_SOAL_:
**a.** Menurut berita tentang harga cabai di Hulu Sungai Tengah, berapa rata-rata harga cabai bulan lalu?
**b.** Tulis ulang daftar dari barisnya yang pertama sampai dengan baris yang memuat "[[[136,157],[136,198],[137,200],[148,200],[146,169],[146,157]]]", dan ganti "vertices" dengan "corner points" tanpa mengubah bagian lain. Gambar tidak perlu disertakan dalam jawaban.

_TEKS BACAAN_:

---*---

Hulu Sungai Tengah, Kalsel, 17/1 (ANTARA) – Pemerintah Kabupaten Hulu Sungai Tengah (Pemkab HST), Kalimantan Selatan (Kalsel) menyebutkan petani cabai meraup untung cukup besar dari hasil penjualan yang mengalami kenaikan harga saat musim cuaca ekstrem hujan dan banjir.
“Kenaikan harga cabai ini akan berpengaruh terhadap inflasi. Untuk besaran pengaruhnya itu nanti terdata pada Februari,” kata Kepala Dinas Perdagangan (Disdag) HST Irfan Sunarko di Barabai, Hulu Sungai Tengah, Jumat (17/1/2025).
Dia menyebutkan sesuai laporan informasi harga bahan pokok (Bapok) Kabupaten HST, harga cabai bulan lalu di rata-rata Rp40.000 per kilogram, kali ini di pasaran mengalami kenaikan cukup tinggi.
“Harga per kilogram dalam sepekan terakhir, yakni cabai rawit tiung berkisar antara Rp50 ribu hingga Rp80 ribu, cabai merah besar Rp65 ribu hingga Rp80 ribu, cabai merah keriting Rp55 ribu hingga Rp70 ribu, cabai rawit lokal Rp100 ribu hingga Rp120 ribu,” ujarnya.

---*---

_DATA LATIHAN_:

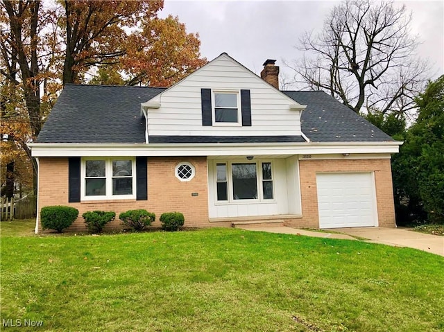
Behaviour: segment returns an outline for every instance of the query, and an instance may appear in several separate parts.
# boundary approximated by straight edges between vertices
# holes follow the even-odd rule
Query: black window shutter
[[[80,201],[80,158],[68,158],[68,202]]]
[[[251,126],[251,102],[250,90],[241,90],[241,107],[242,110],[242,125]]]
[[[211,110],[211,89],[201,89],[202,125],[213,125]]]
[[[136,157],[136,198],[137,200],[148,200],[146,169],[146,157]]]

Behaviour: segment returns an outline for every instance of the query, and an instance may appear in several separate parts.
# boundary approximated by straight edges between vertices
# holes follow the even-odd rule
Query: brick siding
[[[176,177],[176,165],[187,161],[196,168],[196,176],[189,182]],[[301,160],[300,165],[302,216],[286,218],[285,224],[297,227],[318,228],[316,173],[374,172],[379,225],[395,227],[395,212],[390,159]],[[86,229],[82,213],[87,211],[116,212],[116,220],[105,229],[119,229],[118,216],[130,209],[145,209],[159,217],[163,212],[179,211],[185,217],[187,227],[226,227],[231,222],[208,220],[208,186],[206,157],[148,157],[148,200],[103,200],[68,203],[68,159],[62,157],[40,159],[39,208],[49,205],[69,205],[79,211],[79,216],[69,229]],[[198,195],[192,196],[192,193]],[[253,218],[252,218],[253,219]]]
[[[196,168],[196,176],[189,182],[180,181],[174,174],[182,161]],[[68,203],[67,158],[40,159],[39,208],[50,205],[69,205],[78,210],[78,217],[70,231],[86,229],[82,213],[87,211],[113,211],[116,219],[105,229],[121,227],[119,214],[128,210],[144,209],[156,215],[154,227],[160,227],[164,212],[182,212],[187,227],[210,227],[208,222],[206,157],[148,157],[148,200],[103,200]],[[198,195],[192,196],[192,193]]]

---*---

_JAWABAN TIAP SOAL_:
**a.** Rp40.000 per kilogram.

**b.**
Behaviour: segment returns an outline for every instance of the query, and an instance may appear in several separate parts.
# boundary approximated by straight edges between corner points
# holes follow the even-odd rule
Query: black window shutter
[[[80,201],[80,158],[68,158],[68,202]]]
[[[251,126],[251,102],[250,90],[241,90],[241,107],[242,110],[242,125]]]
[[[211,110],[211,89],[201,89],[202,125],[213,125]]]
[[[136,157],[136,198],[137,200],[148,200],[146,169],[146,157]]]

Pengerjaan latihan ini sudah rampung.